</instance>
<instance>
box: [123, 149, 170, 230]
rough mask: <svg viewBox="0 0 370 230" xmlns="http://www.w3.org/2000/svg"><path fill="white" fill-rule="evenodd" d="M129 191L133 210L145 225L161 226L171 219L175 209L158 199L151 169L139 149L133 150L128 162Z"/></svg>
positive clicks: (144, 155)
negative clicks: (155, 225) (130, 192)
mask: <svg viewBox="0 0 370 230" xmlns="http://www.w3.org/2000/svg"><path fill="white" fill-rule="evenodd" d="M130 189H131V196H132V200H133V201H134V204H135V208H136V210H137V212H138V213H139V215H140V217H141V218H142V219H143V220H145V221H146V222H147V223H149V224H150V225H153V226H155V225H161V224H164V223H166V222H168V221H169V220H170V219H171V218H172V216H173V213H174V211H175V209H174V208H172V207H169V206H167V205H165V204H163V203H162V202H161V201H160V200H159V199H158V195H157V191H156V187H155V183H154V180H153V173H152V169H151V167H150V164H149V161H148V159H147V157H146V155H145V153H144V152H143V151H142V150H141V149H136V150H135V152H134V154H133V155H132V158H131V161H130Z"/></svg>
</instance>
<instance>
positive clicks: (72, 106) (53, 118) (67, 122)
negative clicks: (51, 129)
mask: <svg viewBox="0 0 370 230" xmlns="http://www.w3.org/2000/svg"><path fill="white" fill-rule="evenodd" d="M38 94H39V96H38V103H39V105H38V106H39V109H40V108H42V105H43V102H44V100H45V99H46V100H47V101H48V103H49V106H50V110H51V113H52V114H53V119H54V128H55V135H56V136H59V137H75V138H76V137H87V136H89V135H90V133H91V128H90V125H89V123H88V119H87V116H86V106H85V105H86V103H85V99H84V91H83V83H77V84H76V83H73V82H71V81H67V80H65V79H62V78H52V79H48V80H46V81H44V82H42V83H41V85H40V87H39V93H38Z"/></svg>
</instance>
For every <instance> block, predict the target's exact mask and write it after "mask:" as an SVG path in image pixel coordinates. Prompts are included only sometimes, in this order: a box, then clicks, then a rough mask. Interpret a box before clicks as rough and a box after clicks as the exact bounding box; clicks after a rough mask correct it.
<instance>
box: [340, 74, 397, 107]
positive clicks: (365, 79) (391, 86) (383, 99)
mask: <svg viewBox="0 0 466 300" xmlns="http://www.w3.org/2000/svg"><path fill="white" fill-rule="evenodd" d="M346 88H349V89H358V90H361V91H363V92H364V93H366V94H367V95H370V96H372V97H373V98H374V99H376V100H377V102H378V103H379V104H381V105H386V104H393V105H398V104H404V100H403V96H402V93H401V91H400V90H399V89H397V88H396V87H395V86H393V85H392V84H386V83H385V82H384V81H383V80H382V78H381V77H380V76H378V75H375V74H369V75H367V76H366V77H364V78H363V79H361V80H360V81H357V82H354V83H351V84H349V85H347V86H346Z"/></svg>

Problem details: In the entries above, one line contains "rough mask: <svg" and another contains "positive clicks: (72, 106)". Reproduce exactly those two lines and the lines between them, nothing else.

Written response:
rough mask: <svg viewBox="0 0 370 230" xmlns="http://www.w3.org/2000/svg"><path fill="white" fill-rule="evenodd" d="M129 191L133 210L145 225L161 226L171 219L175 209L158 199L151 169L139 149L133 150L128 162Z"/></svg>
positive clicks: (144, 155)
negative clicks: (155, 225) (130, 192)
mask: <svg viewBox="0 0 370 230" xmlns="http://www.w3.org/2000/svg"><path fill="white" fill-rule="evenodd" d="M130 189H131V196H132V200H133V201H134V204H135V208H136V210H137V212H138V213H139V215H140V217H141V218H142V219H143V220H145V221H146V222H147V223H149V224H150V225H153V226H155V225H161V224H164V223H166V222H168V221H169V220H170V219H171V218H172V216H173V213H174V211H175V209H174V208H172V207H169V206H167V205H165V204H163V203H162V202H161V201H160V200H159V199H158V195H157V191H156V187H155V183H154V180H153V173H152V169H151V167H150V164H149V161H148V159H147V157H146V155H145V153H144V152H143V151H142V150H141V149H136V150H135V152H134V154H133V155H132V158H131V161H130Z"/></svg>
</instance>
<instance>
positive clicks: (72, 106) (53, 118) (67, 122)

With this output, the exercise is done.